- Directive 1 -
Rewrite the location labeling records with "frame" replaced by "image border", keeping everything else unchanged.

- Extract to read -
## begin

A common. Lithuanian folk belief is that a cuckoo can foretell the future. A similar belief is conveyed in a beautiful poem of Martinaitis entitled "Lamentations of Cuckoos," where an individual laments that he has comprehended from the calling of the cuckoo his hard and sad lot. Upon his return home, he will find his father, sister, and brother dead. In other poetic lamentations Martinaitis expresses the complaints of other people, for example, how their life is full of sorrow, wrongdoings, and misfortunes. An orphan laments bitterly how she was mistreated, exploited, and finally thrown "out on the road" by those "who ride, are rich, and have shoes" ("Severiutė's Lament"). Adapting the style of folk laments, Martinaitis deals with subject matters that heretofore have been treated so rarely in Soviet Lithuanian poetry. In his poem, called "Half-Witted Annie's Lament", Martinaitis describes how this little Annie found a red yarn of a sock on the road and began to sob. The more she observed objects around her, the stronger grew her weeping. In a manner of ancient waiver, she deplores the fate of a lark whose "nest will be soon destroyed by a plough", and the death of "a bee who fell into a pond". "The hungry mother-bee will wait in vain for her return with honey". The footprint of a child in the sand reminds little Annie that "a child will grow up and later become old"; and she weeps as though "he house had been destroyed by fire."

Degutytė also uses folk laments as her mode of poetic expression, but in a more direct and less sophisticated fashion than Martinaitis. Without stylistic disguises or pretensions she fulfills both roles, namely, the wailer and the person who experienced the grief and misfortune. The most characteristic mode of expression in this respect is the poem, called "Lamentations" (The Full Moon) which sounds like a genuine folk funeral lament. Degutytė bewails a deceased person, describing how she searched for him in vain in the empty house, in the wheat field, how "fir trees were moaning and ferns were startled" in the forest. Finally she calls out to him:

I asked the rivers, where are you. 
I asked the clouds, where are you.

The rivers answered: you are not in the earth. 
And the clouds' answered: you are not in the sky.

Who now will dress my long hair?
Who will break me off some yellow honeycomb?

Meadows are cold and painful in the morning. 
Hands are hot and empty all evening long.

Tell me, as what kind of flower will you sprout forth? 
Tell me, as what kind of wind will you awaken?

## end

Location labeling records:
## begin

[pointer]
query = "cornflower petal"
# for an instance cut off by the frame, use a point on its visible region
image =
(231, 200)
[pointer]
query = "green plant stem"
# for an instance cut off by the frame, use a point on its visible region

## end

- Directive 2 -
List every poem title that the passage on Lithuanian folk laments gives in quotation marks.

- Reply 1 -
[pointer]
query = "cornflower petal"
# for an instance cut off by the image border, use a point on its visible region
image =
(231, 200)
[pointer]
query = "green plant stem"
# for an instance cut off by the image border, use a point on its visible region

- Reply 2 -
- Lamentations of Cuckoos
- Severiutė's Lament
- Half-Witted Annie's Lament
- Lamentations